* **Work to do**: Please answer from the court opinion excerpt: what did the appellant use to break through the back door of his father's house?

* **Passage shown**:
════
OPINION I. Factual Background At approximately 7:00 a.m. on December 6, 1998, the appellant went to his father’s house on Bloomingdale Pike in Kingsport, Tennessee, to discuss putting a mobile home on property owned by his father in Scott County, Virginia. After his father rejected the idea, the appellant went to his own house, retrieved an axe and two rifles, and returned to his father’s house. The appellant then used the axe to break through the back door and gain access into the house. As the appellant entered the house, his father approached him to ask what he wanted. However, before his father could finish his sentence, the appellant loaded a round into the chamber of the rifle and shot his father in the chest. His father fell to the floor. Wayne Presley, Jr., who was living with the appellant’s father at the time, heard the commotion in the kitchen and, upon entering the room, saw “fireworks” as the appellant’s father fell to the floor. Wayne1 begged the appellant, “no, Roger, no,” but the appellant did not acknowledge Wayne as he reloaded the gun and shot his father a second time. Wayne then pleaded, “Roger, Lord, please don’t shoot me.” The appellant turned to Wayne and said, “I’m not going to hurt you, I love you, I’m not going to shoot you. . . . I’m going to go over, and I’m going to shoot Lynn, and I’m going to shoot myself, and tell Susan, she can have it all.” As the appellant left the house, he retrieved the axe and told Wayne, “[Y]ou can call Lynn too if you want to try to save his life.” Wayne called 911.
════
* **Provided data**:
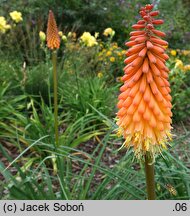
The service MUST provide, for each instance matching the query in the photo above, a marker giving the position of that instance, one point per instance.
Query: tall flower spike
(53, 40)
(144, 116)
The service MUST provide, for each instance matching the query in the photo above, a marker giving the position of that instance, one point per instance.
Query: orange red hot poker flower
(144, 115)
(53, 40)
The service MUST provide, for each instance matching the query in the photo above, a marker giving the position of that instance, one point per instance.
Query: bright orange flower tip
(53, 40)
(144, 107)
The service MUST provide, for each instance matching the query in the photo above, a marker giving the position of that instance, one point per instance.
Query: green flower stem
(54, 61)
(150, 182)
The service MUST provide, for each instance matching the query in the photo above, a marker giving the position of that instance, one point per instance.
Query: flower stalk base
(150, 182)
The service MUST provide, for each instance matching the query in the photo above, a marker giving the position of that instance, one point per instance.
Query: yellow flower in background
(88, 39)
(119, 53)
(72, 35)
(60, 33)
(64, 38)
(42, 36)
(185, 52)
(100, 75)
(173, 52)
(112, 59)
(186, 67)
(123, 52)
(109, 32)
(16, 16)
(119, 79)
(179, 64)
(3, 25)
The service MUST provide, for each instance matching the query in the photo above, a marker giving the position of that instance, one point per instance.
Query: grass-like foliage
(87, 163)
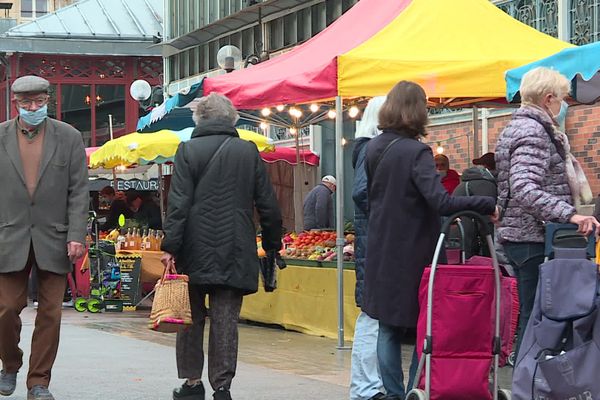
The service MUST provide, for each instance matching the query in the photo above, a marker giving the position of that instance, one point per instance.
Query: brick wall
(583, 128)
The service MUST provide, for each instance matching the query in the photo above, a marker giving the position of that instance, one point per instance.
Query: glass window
(41, 8)
(27, 8)
(110, 100)
(76, 109)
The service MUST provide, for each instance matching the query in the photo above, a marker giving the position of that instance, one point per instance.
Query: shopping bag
(171, 310)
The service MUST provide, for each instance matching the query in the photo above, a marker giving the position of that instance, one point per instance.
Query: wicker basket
(171, 310)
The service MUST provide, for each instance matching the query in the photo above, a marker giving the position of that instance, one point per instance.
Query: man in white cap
(43, 225)
(318, 205)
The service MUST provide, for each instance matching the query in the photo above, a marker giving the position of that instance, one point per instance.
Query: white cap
(329, 179)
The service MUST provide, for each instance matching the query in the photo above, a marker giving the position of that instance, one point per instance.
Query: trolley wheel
(80, 304)
(418, 394)
(512, 358)
(95, 305)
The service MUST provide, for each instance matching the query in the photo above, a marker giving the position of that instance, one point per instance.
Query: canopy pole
(484, 131)
(339, 201)
(161, 190)
(475, 134)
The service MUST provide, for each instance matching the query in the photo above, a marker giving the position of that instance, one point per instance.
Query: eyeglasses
(40, 102)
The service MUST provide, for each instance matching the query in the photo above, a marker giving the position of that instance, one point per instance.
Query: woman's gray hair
(215, 106)
(370, 120)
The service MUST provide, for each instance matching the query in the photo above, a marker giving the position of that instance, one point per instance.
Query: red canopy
(288, 155)
(309, 72)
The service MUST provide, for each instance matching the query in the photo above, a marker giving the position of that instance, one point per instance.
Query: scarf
(578, 183)
(580, 187)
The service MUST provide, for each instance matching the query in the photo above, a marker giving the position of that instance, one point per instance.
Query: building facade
(193, 43)
(15, 12)
(89, 78)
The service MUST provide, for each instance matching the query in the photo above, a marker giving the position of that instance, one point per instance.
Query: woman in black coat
(406, 200)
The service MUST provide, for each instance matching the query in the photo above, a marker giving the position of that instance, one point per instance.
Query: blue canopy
(159, 118)
(579, 64)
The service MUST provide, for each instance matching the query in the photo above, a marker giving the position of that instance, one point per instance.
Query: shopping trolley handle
(483, 224)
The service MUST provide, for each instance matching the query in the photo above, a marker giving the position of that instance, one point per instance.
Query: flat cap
(30, 84)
════
* **Response to the exercise**: An axe.